▸ What to do
Write the data below out again, exactly as each line reads.

▸ Provided records
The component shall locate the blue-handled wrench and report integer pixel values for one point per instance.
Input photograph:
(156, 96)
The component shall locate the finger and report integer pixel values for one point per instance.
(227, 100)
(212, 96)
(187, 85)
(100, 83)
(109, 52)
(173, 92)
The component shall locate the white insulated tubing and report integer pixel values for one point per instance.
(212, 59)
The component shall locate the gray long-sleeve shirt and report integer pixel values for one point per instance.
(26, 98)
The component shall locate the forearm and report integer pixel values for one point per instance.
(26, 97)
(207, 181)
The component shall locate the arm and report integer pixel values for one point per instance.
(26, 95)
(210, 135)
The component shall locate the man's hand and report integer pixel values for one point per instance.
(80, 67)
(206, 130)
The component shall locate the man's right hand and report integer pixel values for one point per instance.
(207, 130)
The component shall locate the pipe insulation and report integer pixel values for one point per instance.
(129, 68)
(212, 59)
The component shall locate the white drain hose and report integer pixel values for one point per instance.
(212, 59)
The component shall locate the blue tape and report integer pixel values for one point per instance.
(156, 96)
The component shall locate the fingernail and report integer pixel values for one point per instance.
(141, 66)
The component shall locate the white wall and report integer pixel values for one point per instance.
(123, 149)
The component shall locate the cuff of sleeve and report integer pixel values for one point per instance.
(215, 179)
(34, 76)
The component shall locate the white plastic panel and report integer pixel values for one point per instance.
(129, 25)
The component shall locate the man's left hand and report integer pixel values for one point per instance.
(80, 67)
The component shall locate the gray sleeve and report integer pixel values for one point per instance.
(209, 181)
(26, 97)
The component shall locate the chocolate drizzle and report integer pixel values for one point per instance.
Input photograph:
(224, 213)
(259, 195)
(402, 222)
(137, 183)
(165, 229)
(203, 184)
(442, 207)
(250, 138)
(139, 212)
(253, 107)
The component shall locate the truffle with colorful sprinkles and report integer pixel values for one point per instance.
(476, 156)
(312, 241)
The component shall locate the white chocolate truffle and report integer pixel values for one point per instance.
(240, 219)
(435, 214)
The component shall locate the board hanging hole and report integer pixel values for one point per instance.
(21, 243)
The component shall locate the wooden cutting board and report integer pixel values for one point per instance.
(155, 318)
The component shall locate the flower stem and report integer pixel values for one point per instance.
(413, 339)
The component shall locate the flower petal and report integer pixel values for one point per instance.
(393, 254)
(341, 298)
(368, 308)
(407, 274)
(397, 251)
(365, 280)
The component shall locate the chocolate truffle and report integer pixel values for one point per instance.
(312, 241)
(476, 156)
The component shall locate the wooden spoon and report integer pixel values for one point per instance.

▸ Solution for this exercise
The component shall locate the blue-handled wrench and report integer pixel values for one point per instance.
Input photograph:
(156, 96)
The component shall locate the finger and report integer pixel values for one point per instance.
(227, 100)
(212, 96)
(187, 85)
(100, 83)
(109, 52)
(173, 92)
The component shall locate the white insulated tubing and report integer pixel values for one point per instance.
(212, 59)
The component shall locate the gray long-sleeve shirt and report integer pixel values for one point per instance.
(26, 98)
The component shall locate the forearm and report integer pixel values for one point per instance.
(26, 97)
(207, 181)
The component shall locate the arm and report integer pixel values for one point per instance.
(26, 95)
(210, 135)
The component shall locate the man's hand and report integer pixel values for one point per instance.
(80, 67)
(206, 130)
The component shall locate the man's right hand and report integer pixel values for one point per instance.
(207, 130)
The component shall locate the pipe insulation and report integer pixel values for one point per instance.
(129, 68)
(212, 59)
The component shall locate the white drain hose and report integer pixel values for one point per instance.
(212, 59)
The component shall locate the blue tape and report integer pixel values for one point per instance.
(156, 96)
The component shall locate the fingernail and report integer pixel values for one point per instance.
(141, 66)
The component shall locate the white wall and report integer pixel values for one point per instance.
(123, 149)
The component shall locate the cuff of sleeve and report integer pixel values for one point per instance.
(215, 179)
(34, 76)
The component shall locate the white plastic panel and report integer pixel values for one point per instance.
(129, 25)
The component shall locate the man's left hand and report integer pixel values for one point per instance.
(80, 67)
The component shall locate the gray sleeve and report integer pixel values for one point per instance.
(209, 181)
(26, 97)
The component shall locate the chocolate drizzle and report integer pixel values for one point per instance.
Input photograph:
(224, 213)
(259, 195)
(402, 222)
(137, 183)
(165, 229)
(203, 184)
(442, 207)
(250, 138)
(139, 212)
(253, 107)
The component shall locate the truffle with colorful sprinkles and report integer pixel values for one point per instance.
(476, 156)
(312, 241)
The component shall locate the white chocolate truffle and report integer pixel values for one point per instance.
(240, 219)
(435, 214)
The component shall locate the board hanging hole and report integer pixel values for one point per instance.
(21, 243)
The component shall locate the wooden cutting board and report integer pixel values for one point per instance.
(155, 318)
The component shall locate the flower stem and report integer pixel values for one point per instance.
(413, 339)
The component shall locate the flower petal and report integer pixel values for one point per instance.
(393, 254)
(341, 298)
(368, 308)
(407, 274)
(397, 251)
(365, 280)
The component shall locate the chocolate truffle and report integer pixel values for one point per instance.
(312, 241)
(476, 156)
The component shall locate the wooden spoon and report integer pixel values for one point per instance.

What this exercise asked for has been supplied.